+++ RECORDS FOR THE TASK
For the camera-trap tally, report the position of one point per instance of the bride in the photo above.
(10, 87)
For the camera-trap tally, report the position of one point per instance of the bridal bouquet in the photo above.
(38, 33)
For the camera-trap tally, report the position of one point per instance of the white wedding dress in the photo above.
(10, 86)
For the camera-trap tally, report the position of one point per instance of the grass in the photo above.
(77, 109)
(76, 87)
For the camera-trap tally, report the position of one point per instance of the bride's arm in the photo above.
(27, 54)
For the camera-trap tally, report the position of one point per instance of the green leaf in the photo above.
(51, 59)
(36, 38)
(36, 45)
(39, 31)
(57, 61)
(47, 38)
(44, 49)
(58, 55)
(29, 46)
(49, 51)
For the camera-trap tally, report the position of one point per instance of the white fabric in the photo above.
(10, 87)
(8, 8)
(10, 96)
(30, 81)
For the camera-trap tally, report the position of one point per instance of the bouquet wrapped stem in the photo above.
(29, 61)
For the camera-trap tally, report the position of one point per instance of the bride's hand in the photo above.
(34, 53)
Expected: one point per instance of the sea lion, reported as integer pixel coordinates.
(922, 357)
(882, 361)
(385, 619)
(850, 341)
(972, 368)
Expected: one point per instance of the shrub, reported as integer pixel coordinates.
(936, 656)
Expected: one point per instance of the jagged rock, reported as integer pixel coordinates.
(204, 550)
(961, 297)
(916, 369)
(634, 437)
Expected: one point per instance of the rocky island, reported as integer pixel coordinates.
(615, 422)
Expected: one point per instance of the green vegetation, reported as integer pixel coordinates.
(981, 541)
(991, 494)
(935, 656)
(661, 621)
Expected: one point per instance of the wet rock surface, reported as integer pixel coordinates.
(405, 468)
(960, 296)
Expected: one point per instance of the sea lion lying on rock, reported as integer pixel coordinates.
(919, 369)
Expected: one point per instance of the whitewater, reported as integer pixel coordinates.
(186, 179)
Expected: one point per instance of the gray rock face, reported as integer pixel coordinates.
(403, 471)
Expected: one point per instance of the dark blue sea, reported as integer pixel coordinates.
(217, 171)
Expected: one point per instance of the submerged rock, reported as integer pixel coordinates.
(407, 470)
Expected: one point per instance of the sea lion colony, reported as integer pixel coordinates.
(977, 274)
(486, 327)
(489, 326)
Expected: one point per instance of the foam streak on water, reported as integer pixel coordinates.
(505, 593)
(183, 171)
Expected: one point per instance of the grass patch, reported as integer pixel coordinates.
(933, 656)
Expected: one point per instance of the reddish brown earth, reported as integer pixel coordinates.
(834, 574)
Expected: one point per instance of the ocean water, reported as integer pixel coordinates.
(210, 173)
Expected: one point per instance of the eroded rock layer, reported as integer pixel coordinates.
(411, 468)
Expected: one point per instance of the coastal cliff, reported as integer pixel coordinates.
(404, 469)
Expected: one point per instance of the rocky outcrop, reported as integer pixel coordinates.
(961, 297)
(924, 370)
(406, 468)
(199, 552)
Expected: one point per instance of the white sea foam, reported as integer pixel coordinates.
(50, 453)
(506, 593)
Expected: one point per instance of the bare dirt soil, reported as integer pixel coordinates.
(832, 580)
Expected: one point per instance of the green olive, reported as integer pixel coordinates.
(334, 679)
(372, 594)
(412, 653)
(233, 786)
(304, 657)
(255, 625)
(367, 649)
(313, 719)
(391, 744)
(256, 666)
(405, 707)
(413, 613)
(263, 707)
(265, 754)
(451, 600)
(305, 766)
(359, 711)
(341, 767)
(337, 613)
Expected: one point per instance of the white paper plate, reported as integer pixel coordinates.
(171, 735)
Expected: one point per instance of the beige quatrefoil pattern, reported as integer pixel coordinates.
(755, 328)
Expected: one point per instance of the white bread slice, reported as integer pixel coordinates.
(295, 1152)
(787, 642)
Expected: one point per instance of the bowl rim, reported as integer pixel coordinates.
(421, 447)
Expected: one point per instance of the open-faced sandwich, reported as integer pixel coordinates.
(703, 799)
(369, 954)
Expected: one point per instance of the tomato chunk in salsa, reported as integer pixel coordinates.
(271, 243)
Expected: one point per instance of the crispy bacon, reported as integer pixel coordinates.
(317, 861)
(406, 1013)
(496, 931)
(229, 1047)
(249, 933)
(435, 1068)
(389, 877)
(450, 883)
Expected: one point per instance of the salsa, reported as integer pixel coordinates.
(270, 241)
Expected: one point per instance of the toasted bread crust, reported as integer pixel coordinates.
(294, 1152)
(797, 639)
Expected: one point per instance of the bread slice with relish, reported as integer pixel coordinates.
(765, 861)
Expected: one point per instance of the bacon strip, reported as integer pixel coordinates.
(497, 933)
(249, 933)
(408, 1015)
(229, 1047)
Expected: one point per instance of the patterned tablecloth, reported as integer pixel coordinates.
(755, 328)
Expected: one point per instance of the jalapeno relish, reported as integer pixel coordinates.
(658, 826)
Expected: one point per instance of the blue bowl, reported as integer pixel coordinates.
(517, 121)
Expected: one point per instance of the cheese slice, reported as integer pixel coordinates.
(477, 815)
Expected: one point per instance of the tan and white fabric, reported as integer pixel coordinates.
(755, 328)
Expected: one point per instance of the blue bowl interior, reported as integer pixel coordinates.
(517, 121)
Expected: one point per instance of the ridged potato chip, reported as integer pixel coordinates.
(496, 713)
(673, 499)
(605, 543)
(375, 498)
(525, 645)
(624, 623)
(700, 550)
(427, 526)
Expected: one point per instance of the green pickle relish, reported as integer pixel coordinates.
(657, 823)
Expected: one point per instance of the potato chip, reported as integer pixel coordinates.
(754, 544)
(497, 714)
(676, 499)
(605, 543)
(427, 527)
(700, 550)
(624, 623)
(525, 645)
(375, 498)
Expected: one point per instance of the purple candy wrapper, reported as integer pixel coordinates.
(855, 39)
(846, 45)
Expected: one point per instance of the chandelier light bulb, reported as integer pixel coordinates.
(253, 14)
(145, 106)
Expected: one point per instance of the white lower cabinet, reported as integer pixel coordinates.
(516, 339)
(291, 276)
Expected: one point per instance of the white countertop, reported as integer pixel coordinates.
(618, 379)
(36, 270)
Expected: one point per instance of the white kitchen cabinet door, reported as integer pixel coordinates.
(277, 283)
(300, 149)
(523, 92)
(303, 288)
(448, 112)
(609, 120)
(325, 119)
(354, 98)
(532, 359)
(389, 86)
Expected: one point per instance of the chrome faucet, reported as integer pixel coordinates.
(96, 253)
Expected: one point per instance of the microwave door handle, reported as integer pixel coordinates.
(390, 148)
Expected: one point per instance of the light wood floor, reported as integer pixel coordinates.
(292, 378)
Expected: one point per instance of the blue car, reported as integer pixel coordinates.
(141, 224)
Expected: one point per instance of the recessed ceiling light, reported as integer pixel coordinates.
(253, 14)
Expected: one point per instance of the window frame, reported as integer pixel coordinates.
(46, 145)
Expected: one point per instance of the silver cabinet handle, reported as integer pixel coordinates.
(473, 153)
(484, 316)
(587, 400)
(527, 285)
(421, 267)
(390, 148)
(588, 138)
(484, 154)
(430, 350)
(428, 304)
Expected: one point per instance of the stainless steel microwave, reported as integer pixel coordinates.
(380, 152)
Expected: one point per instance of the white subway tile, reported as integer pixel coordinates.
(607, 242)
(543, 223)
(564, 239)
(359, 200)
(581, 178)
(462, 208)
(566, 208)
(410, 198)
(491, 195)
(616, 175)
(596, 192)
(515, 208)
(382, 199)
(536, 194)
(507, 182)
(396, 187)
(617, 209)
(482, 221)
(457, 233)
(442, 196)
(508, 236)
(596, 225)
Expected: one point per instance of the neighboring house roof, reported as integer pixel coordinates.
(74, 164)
++++++
◆ YOUR GOAL ◆
Every record must be returned exactly.

◆ EXPECTED ANSWER ◆
For the camera-trap tally, report the position of one point per instance of the bride in the photo above.
(10, 87)
For the camera-trap tally, report the position of one point per instance of the bridal bouquet in the photo above.
(38, 33)
For the camera-trap tally, report the position of one point per instance of the white wedding dress in the photo above.
(10, 86)
For the camera-trap tally, report the position of one point per instance of the grass in the photo above.
(77, 109)
(76, 87)
For the camera-trap tally, report the position of one point per instance of the bride's arm in the photo above.
(27, 54)
For the camera-trap tally, report the position of one point per instance of the green leaf in the photo above.
(51, 59)
(36, 38)
(36, 45)
(39, 31)
(57, 61)
(47, 38)
(44, 49)
(58, 55)
(29, 46)
(49, 51)
For the camera-trap tally, report the position of one point per instance of the white fabric in the photo above.
(10, 87)
(8, 8)
(10, 96)
(30, 81)
For the camera-trap tally, report the position of one point per instance of the bouquet wrapped stem in the photo above.
(29, 61)
For the camera-trap tally, report the position of one point per instance of the bride's hand in the photo above.
(34, 53)
Expected: one point per instance of the sea lion, reported as integer pixel coordinates.
(922, 357)
(882, 361)
(385, 619)
(850, 341)
(972, 368)
Expected: one point per instance of the shrub, reported as integer pixel coordinates.
(936, 656)
Expected: one point per instance of the jagged rock, reported as integer pixel coordinates.
(204, 550)
(961, 297)
(916, 369)
(634, 437)
Expected: one point per instance of the rocky island, reported as integer pixel coordinates.
(615, 422)
Expected: one point per instance of the green vegetation, reported as integer pixel coordinates.
(981, 541)
(991, 494)
(935, 656)
(661, 621)
Expected: one point per instance of the wet rock surface, reported as integer pixel coordinates.
(405, 468)
(960, 296)
Expected: one point per instance of the sea lion lying on rock, reported as integer pixel coordinates.
(919, 369)
Expected: one point per instance of the whitewater, reported as integer pixel coordinates.
(186, 179)
Expected: one point per instance of the gray rock face, reported as integer pixel coordinates.
(403, 471)
Expected: one point per instance of the dark blue sea, reported as integer pixel coordinates.
(217, 171)
Expected: one point per instance of the submerged rock, reported as integer pixel coordinates.
(407, 470)
Expected: one point per instance of the sea lion colony, reported as integer pixel coordinates.
(977, 274)
(486, 327)
(489, 326)
Expected: one point per instance of the foam streak on water, reported as integer pixel coordinates.
(505, 593)
(183, 171)
Expected: one point per instance of the grass patch, reported as integer pixel coordinates.
(933, 656)
Expected: one point per instance of the reddish brown earth, reported as integer pixel coordinates.
(834, 574)
Expected: one point per instance of the ocean water, reported as integer pixel coordinates.
(210, 173)
Expected: one point per instance of the eroded rock layer, reported as integer pixel coordinates.
(411, 468)
Expected: one point per instance of the coastal cliff, reported as integer pixel coordinates.
(404, 469)
Expected: one point per instance of the rocky outcrop, reported as integer pixel coordinates.
(961, 297)
(924, 370)
(406, 468)
(199, 552)
Expected: one point per instance of the white sea foam, reported as integer pixel coordinates.
(50, 453)
(506, 593)
Expected: one point per instance of the bare dirt soil, reported as integer pixel coordinates.
(832, 580)
Expected: one point per instance of the green olive, reported as integer pixel coordinates.
(334, 679)
(372, 594)
(412, 653)
(233, 786)
(304, 657)
(255, 625)
(367, 649)
(313, 719)
(391, 744)
(256, 666)
(405, 707)
(413, 613)
(263, 707)
(265, 754)
(451, 600)
(305, 766)
(359, 711)
(341, 767)
(337, 613)
Expected: one point per instance of the white paper plate, reported as integer pixel coordinates.
(171, 735)
Expected: one point per instance of the beige quatrefoil pattern, reported as integer pixel coordinates.
(755, 328)
Expected: one point per instance of the white bread slice, reported as integer pixel coordinates.
(295, 1152)
(787, 642)
Expected: one point per instance of the bowl rim, reported as integer pixel coordinates.
(421, 447)
Expected: one point per instance of the open-faced sandwich, reported as integer pixel coordinates.
(703, 799)
(369, 954)
Expected: one point per instance of the tomato chunk in salsa, reported as integer pixel coordinates.
(271, 243)
Expected: one point per instance of the crispy bacon, reported as integer pixel coordinates.
(317, 861)
(406, 1013)
(496, 931)
(229, 1047)
(249, 933)
(435, 1068)
(389, 877)
(450, 883)
Expected: one point per instance of the salsa, reported as integer pixel coordinates.
(270, 241)
Expected: one point per instance of the toasted bread crust, reported as integer pixel coordinates.
(294, 1152)
(797, 639)
Expected: one point per instance of the bread slice with relish, reported as integer pixel coordinates.
(765, 861)
Expected: one point per instance of the bacon strip, reported as integer pixel coordinates.
(497, 933)
(249, 933)
(408, 1015)
(229, 1047)
Expected: one point per instance of the patterned tablecloth, reported as integer pixel coordinates.
(755, 328)
Expected: one point per instance of the jalapeno relish, reported as integer pixel coordinates.
(658, 826)
Expected: one point per instance of the blue bowl, reported as integer pixel coordinates.
(517, 121)
Expected: one point per instance of the cheese slice, reported as integer pixel coordinates.
(477, 815)
Expected: one point per instance of the tan and white fabric, reported as integer pixel coordinates.
(755, 328)
Expected: one point per instance of the blue bowl interior, reported as integer pixel coordinates.
(517, 121)
Expected: one point per instance of the ridged potato chip, reported as integer pixel coordinates.
(496, 713)
(673, 499)
(605, 543)
(375, 498)
(525, 645)
(624, 623)
(700, 550)
(427, 526)
Expected: one point per instance of the green pickle relish, reported as integer pixel coordinates.
(657, 823)
Expected: one point per instance of the potato chip, reported as integer pixel coordinates.
(754, 544)
(497, 714)
(676, 499)
(605, 543)
(427, 527)
(700, 550)
(624, 623)
(525, 645)
(375, 498)
Expected: one point per instance of the purple candy wrapper, reported as integer pixel coordinates.
(855, 39)
(846, 45)
Expected: one point per instance of the chandelier light bulb, reported as integer pixel coordinates.
(253, 14)
(145, 106)
Expected: one point per instance of the white lower cabinet, reported as integer pixel coordinates.
(516, 339)
(291, 276)
Expected: one point per instance of the white countertop, reported as integer pixel coordinates.
(618, 379)
(36, 270)
Expected: one point per instance of the white kitchen cabinet door, reported as integer pixel coordinates.
(277, 283)
(300, 149)
(523, 92)
(303, 288)
(448, 112)
(609, 120)
(325, 119)
(354, 98)
(532, 359)
(389, 86)
Expected: one point per instance of the chrome faucet, reported as integer pixel coordinates.
(96, 253)
Expected: one point per instance of the microwave door handle, reported as integer pixel coordinates.
(390, 148)
Expected: one point per instance of the light wood floor, reported as integer pixel coordinates.
(292, 378)
Expected: one point per instance of the blue car, reported as integer pixel coordinates.
(141, 224)
Expected: one point per instance of the recessed ceiling light, reported as integer pixel coordinates.
(253, 14)
Expected: one point per instance of the window frame, reported as integer pixel coordinates.
(46, 145)
Expected: one point per instance of the silver cabinet handle, reported as integer pixel coordinates.
(473, 153)
(484, 316)
(587, 400)
(527, 285)
(421, 267)
(390, 148)
(588, 138)
(484, 154)
(430, 350)
(428, 304)
Expected: one point per instance of the stainless steel microwave, reported as integer pixel coordinates.
(380, 152)
Expected: one point per instance of the white subway tile, reported as integer pixel coordinates.
(607, 242)
(543, 223)
(564, 239)
(359, 200)
(581, 178)
(462, 208)
(566, 208)
(410, 198)
(491, 195)
(616, 175)
(596, 192)
(515, 208)
(382, 199)
(536, 194)
(507, 182)
(396, 187)
(617, 209)
(482, 221)
(457, 233)
(442, 196)
(508, 236)
(596, 225)
Expected: one point per instance of the neighboring house roof, reported as integer pixel coordinates.
(74, 164)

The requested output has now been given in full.